- EXERCISE PROMPT
Write the next part of the news article about U.S. sports leagues and the coronavirus, starting right after its final sentence.

- EXERCISE PASSAGE
________
Major League Baseball, the NBA and the NHL are among the prominent sports leagues in the United States keeping a watchful eye on coronavirus and taking preliminary steps.

Coronavirus concerns trigger postponed contests

Italy is the first European nation dealing with a coronavirus crisis, with the outbreak having infected more than 650 people. The U.S. State Department issued an advisory on Friday suggesting that Americans reconsider traveling there.

Italian authorities postponed four soccer matches in the northern region of the country last week and announced that a match between Inter Milan and Juventus, two of the top three teams in the highly competitive Serie A, would be played in an empty stadium. Officials then reconsidered and postponed that contest and four others in the league until May 13.

Three players in one of that country’s lower soccer leagues have been diagnosed with coronavirus.

Officials of the UEFA European Championships are watching nervously because Euro 2020, the continent’s biggest soccer tournament, is scheduled to be played in a dozen countries beginning in Rome on June 12.

How are the major U.S. sports preparing for coronavirus?

The NFL has the least to worry about regarding the worldwide coronavirus outbreak. Although offseason team workouts begin in April followed later in the month by the draft, the start of training camps is more than four months away.

An NFL spokesman said the league has been in contact with the World Health Organization and the Centers for Disease Control. In addition, the league and the players union are also consulting with the Duke Infection Control Outreach Network Program for Infection Prevention.

The NHL and NBA have the most at stake among the major professional sports since they are coming down the home stretch of their regular seasons, followed by the financially vital playoffs. However, fewer than 60 coronavirus patients were being treated at U.S. hospitals as of Friday and the first death was confirmed Saturday.

An NBA spokesman said the league is working with the CDC and infectious disease specialists. The NHL and its players union have created a workgroup to monitor developments.

Major League Baseball, which is in the midst of spring training in Florida and Arizona, has not issued a statement on coronavirus, but The New York Post reported the league has been following policies similar to the hockey and basketball leagues.
________
- GIVEN DATA
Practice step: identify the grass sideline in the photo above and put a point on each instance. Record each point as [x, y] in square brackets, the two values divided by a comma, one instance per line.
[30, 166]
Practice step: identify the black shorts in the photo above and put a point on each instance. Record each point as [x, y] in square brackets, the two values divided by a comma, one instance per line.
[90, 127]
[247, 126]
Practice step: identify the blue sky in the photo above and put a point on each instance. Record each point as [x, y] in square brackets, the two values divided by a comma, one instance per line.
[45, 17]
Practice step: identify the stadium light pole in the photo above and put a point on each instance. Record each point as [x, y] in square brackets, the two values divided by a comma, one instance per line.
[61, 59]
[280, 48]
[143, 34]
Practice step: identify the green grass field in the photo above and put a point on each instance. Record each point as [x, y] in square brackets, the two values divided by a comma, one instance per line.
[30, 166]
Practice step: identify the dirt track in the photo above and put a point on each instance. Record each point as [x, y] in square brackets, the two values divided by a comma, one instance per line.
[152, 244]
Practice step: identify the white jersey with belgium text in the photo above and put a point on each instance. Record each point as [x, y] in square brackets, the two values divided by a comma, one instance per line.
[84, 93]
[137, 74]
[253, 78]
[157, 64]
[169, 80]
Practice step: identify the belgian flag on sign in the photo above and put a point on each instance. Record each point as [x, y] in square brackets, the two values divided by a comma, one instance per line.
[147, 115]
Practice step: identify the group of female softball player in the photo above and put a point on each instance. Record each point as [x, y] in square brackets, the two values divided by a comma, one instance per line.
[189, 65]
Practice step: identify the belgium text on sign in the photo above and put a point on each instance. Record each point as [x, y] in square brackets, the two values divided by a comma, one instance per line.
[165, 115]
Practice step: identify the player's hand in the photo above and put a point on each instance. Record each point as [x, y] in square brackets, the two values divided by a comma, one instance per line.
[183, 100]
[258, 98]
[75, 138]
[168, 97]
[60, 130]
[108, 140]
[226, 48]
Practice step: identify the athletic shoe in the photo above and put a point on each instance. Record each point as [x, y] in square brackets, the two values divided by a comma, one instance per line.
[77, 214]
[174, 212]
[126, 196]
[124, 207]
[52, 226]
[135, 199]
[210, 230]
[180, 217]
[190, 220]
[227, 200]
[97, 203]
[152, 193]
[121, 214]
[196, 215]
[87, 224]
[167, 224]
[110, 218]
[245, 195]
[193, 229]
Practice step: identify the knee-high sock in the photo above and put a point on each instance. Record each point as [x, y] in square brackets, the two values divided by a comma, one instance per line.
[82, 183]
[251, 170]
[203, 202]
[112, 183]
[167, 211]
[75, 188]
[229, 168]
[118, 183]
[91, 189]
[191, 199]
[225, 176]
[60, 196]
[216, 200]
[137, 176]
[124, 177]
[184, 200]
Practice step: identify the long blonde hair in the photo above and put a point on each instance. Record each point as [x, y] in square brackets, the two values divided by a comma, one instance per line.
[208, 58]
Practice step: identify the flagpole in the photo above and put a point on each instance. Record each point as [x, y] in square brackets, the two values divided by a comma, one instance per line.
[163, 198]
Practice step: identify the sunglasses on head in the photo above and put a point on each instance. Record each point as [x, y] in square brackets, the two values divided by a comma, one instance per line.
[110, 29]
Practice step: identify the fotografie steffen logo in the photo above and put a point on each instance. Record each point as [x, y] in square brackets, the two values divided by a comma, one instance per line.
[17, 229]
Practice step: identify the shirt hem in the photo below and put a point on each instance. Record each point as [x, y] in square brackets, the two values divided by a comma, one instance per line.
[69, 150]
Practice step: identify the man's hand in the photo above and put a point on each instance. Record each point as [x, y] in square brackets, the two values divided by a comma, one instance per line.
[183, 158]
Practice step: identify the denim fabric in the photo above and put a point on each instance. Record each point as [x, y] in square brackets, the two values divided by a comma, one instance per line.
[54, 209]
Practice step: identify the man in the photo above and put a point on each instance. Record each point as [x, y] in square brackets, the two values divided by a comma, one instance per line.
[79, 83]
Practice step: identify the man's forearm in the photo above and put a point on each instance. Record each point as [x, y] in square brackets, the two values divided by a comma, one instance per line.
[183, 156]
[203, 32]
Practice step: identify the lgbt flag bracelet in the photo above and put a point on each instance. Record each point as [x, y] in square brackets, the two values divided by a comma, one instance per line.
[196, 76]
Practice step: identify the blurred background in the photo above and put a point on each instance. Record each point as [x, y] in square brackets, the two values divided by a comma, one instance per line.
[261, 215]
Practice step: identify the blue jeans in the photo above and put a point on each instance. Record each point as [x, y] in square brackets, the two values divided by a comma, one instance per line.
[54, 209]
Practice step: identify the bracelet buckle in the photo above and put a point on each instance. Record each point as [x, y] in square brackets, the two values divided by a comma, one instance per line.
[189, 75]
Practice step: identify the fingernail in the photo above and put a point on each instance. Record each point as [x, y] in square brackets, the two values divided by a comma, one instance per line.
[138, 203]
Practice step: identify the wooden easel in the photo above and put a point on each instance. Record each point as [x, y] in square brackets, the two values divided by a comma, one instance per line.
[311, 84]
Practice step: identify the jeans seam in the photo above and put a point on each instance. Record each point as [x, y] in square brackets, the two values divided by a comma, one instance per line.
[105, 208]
________
- EXPECTED ANSWER
The U.S.-based LPGA has already been affected by cancellations that have blown a month-long hole into the schedule. The tour scrapped planned tournaments in Thailand last week, Singapore this weekend and Hainan Island, a Chinese province in the South China Sea next weekend. The next stop on the schedule is now March 19-22 in Phoenix.

The Professional Women’s Hockey Players Association barnstorming tour of Japan that was to take place March 4-7 has also been called off.

Other sports around the world are being affected

The status of the 2020 Olympics in Tokyo remains uncertain. Because of the logistics associated with more than two weeks of competition for more than 11,000 athletes from around the world, International Olympic Officials must decide by May if the competition can begin as scheduled July 24.

Japan is in the midst of a two-week stoppage for public events.

Track and Field has already axed its World Indoor Championships that were to be held in Nanjing, China, and rescheduled the meet for March 2021.

In auto racing, Formula One’s Chinese Grand Prix will not take place as planned April 19 in Shanghai. Because of the widespread coronavirus in that country, no makeup date for the race has been announced.

Plans have not changed thus far for Grand Prix races in Australia on March 15 and Vietnam on April 5 remain.

China has also lost out on its first FIS Alpine Skiing World Cup. The event in Yanqing, which was to serve as test preparation for the 2022 Winter Olympics in Beijing, was canceled.

Chinese qualifying matches for the 2022 World Cup in men’s soccer against Maldives and Guam late next month have been moved to Thailand. China also forfeited a Davis Cup match against Romania scheduled for next weekend.